(Text for analysis begins)

Medicare for All: What’s In a Name?

The Americans most satisfied with the current healthcare system are those with government sponsored health insurance. So why is it that whenever it is proposed that such a system be expanded to the entire nation, it is immediately dismissed as a communist ploy by closet-socialists?

It is all about language. A Kaiser Family Foundation poll last year found that 61% of respondents react positively to the phrase Medicare-for-all. But when language like single payer is used, their positivity vanishes. That is because this term conjures up notions of a government takeover at a time when trust in the government is in the gutter.1 Replace single payer with the phrase Medicare-for-all, which is in essence the same kind of healthcare system, and suddenly a solid majority of Americans are back on board.

This is cognitive dissonance at its finest. Most Americans have been led to believe that single payer healthcare is abominable despite the fact that we’ve had exactly that kind of system in the US since 1965. It is called Medicare.2 But when fear triggering language is removed from the equation and people are asked to respond in a way that relates to their actual lived (and positive) experience, the ruse is up.

Healthcare is complicated, but reform doesn’t have to be evil. Just ask Americans.


1Of note, Medicare-for-all is not the same as socialized medicine, which was also asked about in this survey and received the lowest positive reaction scores.

2Medicare is a single payer healthcare system in the US available to all Americans over 65. It provides health insurance but does not provide the actual healthcare—private hospitals and providers do. But because the funding for these services comes from a single source (in this case the government) prices can be aggressively negotiated. This decreases the overall cost of the system, which is along-sought after goal of health reform, given the US has the 35th highest per capita expenditure on health care in the world (more than double that of countries like the UK, Japan, and France).

(Text for analysis ends)
(Record set begins)

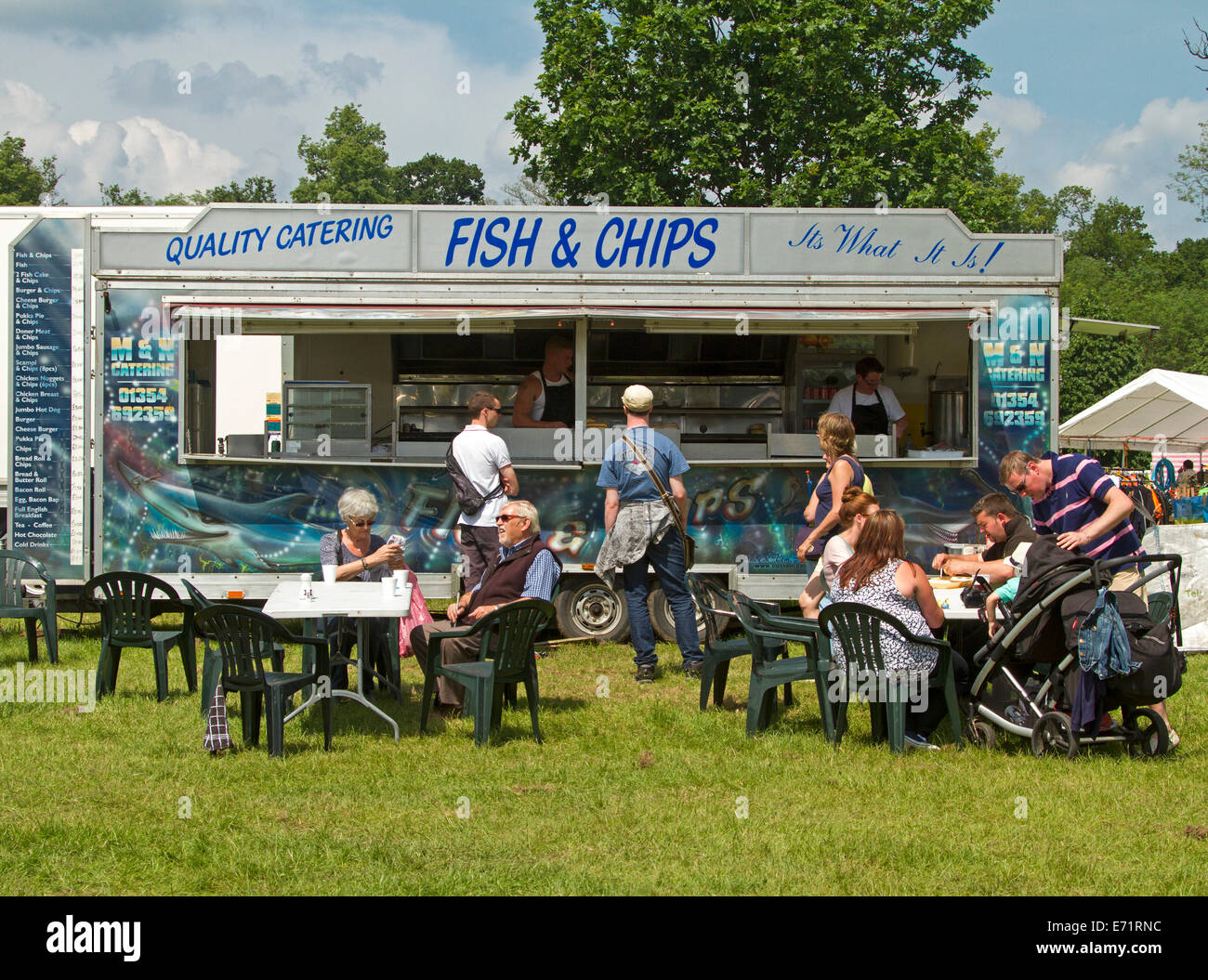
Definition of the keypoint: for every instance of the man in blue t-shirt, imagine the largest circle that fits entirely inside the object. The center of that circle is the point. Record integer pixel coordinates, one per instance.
(641, 532)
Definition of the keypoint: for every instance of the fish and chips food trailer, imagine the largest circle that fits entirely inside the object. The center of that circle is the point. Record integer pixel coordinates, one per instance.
(193, 387)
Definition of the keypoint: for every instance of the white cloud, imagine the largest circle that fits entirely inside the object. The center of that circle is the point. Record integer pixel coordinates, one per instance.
(1011, 115)
(149, 154)
(20, 105)
(1160, 121)
(1135, 162)
(1100, 177)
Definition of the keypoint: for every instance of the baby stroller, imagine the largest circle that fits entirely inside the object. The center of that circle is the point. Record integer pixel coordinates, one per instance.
(1028, 677)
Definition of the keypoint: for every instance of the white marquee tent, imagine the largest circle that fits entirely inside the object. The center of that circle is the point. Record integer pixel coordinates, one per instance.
(1160, 406)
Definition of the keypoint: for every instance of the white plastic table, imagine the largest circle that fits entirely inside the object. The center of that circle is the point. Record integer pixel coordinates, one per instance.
(357, 600)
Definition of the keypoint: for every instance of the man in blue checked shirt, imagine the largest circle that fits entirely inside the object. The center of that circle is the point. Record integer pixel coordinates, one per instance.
(641, 532)
(527, 568)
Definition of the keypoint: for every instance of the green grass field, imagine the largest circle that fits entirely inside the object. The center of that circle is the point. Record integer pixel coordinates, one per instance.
(636, 791)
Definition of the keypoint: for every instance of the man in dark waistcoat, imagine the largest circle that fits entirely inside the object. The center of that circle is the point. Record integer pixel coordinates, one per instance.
(527, 568)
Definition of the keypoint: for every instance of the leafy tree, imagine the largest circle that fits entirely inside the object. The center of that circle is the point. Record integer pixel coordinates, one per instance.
(22, 181)
(255, 189)
(349, 164)
(1114, 233)
(531, 193)
(1191, 180)
(435, 180)
(817, 103)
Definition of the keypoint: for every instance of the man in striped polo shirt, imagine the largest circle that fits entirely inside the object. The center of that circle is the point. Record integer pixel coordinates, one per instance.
(1075, 500)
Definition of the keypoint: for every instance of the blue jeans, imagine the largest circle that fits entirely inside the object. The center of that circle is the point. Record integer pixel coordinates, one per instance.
(667, 557)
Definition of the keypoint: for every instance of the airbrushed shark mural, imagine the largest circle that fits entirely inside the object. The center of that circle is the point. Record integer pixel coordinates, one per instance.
(160, 516)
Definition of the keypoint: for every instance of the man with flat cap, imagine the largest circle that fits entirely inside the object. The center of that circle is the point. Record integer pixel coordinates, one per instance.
(641, 531)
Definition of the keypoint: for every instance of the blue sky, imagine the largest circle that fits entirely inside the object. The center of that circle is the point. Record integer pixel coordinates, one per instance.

(Record set ends)

→ **Work item**
In the piece on Medicare for All above, what share of respondents to the Kaiser Family Foundation poll reacted positively to the phrase Medicare-for-all?

→ **Exercise answer**
61%